Dataset items:
----------------

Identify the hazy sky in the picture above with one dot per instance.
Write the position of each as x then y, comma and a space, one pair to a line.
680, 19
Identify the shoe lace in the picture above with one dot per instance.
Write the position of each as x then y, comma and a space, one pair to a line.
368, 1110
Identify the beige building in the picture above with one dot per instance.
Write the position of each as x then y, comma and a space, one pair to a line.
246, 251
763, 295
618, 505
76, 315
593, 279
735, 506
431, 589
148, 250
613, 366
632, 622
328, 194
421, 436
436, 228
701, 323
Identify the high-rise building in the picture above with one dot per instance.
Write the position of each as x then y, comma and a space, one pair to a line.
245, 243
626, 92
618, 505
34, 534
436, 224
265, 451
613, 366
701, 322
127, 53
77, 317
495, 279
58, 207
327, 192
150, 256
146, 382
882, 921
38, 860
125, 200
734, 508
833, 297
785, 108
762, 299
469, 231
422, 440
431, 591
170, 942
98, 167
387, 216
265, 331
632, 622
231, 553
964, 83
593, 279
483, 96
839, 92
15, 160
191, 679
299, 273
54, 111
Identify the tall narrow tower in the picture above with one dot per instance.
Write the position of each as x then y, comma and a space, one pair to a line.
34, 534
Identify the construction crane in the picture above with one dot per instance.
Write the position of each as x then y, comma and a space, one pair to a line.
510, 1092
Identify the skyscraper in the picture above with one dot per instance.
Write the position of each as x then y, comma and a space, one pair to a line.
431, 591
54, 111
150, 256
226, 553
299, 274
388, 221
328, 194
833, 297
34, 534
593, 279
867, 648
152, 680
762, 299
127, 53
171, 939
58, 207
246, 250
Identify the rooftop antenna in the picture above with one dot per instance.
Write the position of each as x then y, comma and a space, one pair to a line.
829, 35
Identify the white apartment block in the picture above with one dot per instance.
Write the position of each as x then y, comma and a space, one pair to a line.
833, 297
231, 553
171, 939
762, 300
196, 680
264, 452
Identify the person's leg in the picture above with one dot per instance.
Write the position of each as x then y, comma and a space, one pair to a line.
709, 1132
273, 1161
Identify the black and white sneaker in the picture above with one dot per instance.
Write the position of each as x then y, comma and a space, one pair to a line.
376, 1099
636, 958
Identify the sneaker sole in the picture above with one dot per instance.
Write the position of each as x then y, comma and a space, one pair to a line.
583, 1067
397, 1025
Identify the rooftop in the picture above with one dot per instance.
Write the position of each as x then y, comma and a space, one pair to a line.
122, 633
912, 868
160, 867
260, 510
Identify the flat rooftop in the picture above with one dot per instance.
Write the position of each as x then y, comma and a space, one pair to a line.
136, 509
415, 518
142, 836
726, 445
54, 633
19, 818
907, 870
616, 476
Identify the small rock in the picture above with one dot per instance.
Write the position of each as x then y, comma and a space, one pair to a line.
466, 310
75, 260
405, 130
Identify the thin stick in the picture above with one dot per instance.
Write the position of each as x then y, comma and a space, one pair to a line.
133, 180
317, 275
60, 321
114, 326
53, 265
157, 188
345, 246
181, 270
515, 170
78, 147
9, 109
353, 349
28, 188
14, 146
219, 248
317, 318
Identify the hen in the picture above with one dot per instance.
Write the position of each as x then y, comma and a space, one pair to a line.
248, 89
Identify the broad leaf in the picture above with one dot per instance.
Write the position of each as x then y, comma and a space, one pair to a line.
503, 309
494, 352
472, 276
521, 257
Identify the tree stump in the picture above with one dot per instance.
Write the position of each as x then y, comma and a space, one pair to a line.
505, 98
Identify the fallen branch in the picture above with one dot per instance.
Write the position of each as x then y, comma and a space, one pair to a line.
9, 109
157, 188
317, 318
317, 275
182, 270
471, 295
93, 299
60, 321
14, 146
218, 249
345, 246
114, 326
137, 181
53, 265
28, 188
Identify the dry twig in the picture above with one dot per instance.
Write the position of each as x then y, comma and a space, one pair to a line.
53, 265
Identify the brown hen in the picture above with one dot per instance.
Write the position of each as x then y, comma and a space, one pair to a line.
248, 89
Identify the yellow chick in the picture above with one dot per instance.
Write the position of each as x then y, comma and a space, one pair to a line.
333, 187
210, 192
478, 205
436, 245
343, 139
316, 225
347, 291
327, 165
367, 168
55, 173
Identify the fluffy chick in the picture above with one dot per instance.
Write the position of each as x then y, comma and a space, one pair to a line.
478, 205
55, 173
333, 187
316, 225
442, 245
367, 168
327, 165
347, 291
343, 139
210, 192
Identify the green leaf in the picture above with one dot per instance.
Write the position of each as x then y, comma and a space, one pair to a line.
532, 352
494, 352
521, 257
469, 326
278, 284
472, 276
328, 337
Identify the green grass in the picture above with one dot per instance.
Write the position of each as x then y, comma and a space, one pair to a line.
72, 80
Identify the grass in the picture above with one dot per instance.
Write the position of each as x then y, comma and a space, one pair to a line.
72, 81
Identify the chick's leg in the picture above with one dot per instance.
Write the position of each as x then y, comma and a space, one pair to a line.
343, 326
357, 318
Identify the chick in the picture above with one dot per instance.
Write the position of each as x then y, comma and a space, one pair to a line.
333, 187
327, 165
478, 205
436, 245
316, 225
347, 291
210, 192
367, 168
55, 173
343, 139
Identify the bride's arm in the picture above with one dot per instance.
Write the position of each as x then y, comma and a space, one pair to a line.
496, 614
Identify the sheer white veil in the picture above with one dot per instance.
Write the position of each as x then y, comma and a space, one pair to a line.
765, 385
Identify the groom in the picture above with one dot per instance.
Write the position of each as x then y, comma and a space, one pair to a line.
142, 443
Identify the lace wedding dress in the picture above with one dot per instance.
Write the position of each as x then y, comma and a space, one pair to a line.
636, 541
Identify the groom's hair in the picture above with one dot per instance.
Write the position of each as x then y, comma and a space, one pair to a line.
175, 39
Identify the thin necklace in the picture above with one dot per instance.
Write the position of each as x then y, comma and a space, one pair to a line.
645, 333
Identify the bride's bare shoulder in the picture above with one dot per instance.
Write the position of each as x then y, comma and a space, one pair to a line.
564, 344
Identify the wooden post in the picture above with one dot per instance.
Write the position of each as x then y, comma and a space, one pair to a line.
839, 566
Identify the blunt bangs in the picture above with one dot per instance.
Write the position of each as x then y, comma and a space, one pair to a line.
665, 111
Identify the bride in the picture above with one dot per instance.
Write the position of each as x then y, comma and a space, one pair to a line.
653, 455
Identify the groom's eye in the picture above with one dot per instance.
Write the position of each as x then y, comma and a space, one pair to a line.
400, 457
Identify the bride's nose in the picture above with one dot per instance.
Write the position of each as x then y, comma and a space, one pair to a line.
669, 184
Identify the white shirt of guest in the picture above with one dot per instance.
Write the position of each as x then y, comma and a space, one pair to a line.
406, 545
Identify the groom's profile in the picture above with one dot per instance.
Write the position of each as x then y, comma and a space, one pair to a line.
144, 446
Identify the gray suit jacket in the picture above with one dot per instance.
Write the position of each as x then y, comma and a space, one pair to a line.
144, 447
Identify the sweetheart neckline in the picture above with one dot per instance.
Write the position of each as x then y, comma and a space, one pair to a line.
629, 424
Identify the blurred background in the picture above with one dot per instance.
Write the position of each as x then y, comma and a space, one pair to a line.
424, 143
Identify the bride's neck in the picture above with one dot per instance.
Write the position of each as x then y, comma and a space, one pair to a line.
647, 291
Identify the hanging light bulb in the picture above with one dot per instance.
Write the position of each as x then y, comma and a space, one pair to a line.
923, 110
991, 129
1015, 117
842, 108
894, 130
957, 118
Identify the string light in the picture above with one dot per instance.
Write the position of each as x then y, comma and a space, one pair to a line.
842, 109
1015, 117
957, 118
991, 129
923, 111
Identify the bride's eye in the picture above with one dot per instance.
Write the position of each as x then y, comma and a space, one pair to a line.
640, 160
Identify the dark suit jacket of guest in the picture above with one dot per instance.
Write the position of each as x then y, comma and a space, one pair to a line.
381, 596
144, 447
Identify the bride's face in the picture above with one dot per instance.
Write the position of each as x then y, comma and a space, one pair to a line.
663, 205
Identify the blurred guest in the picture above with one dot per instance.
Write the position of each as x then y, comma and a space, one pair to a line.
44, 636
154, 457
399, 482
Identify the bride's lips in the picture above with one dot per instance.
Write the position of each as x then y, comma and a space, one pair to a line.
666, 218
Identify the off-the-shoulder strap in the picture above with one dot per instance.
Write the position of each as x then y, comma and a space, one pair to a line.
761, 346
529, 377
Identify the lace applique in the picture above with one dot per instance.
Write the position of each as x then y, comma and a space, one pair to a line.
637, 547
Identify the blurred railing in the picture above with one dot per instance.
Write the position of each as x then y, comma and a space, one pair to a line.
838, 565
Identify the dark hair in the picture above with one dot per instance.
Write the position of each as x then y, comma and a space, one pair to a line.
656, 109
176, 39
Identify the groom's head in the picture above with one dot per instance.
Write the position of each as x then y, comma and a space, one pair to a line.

----------------

Exercise requirements: Print the records above verbatim from their first line to the line containing "Identify the shoe", both included, and stop there.

Result for this task:
Identify the hazy sky in the picture above with one dot per instance.
Write the position of each as x then y, comma and a space, one pair to a line.
680, 19
Identify the shoe lace in the picture above with one dot per instance.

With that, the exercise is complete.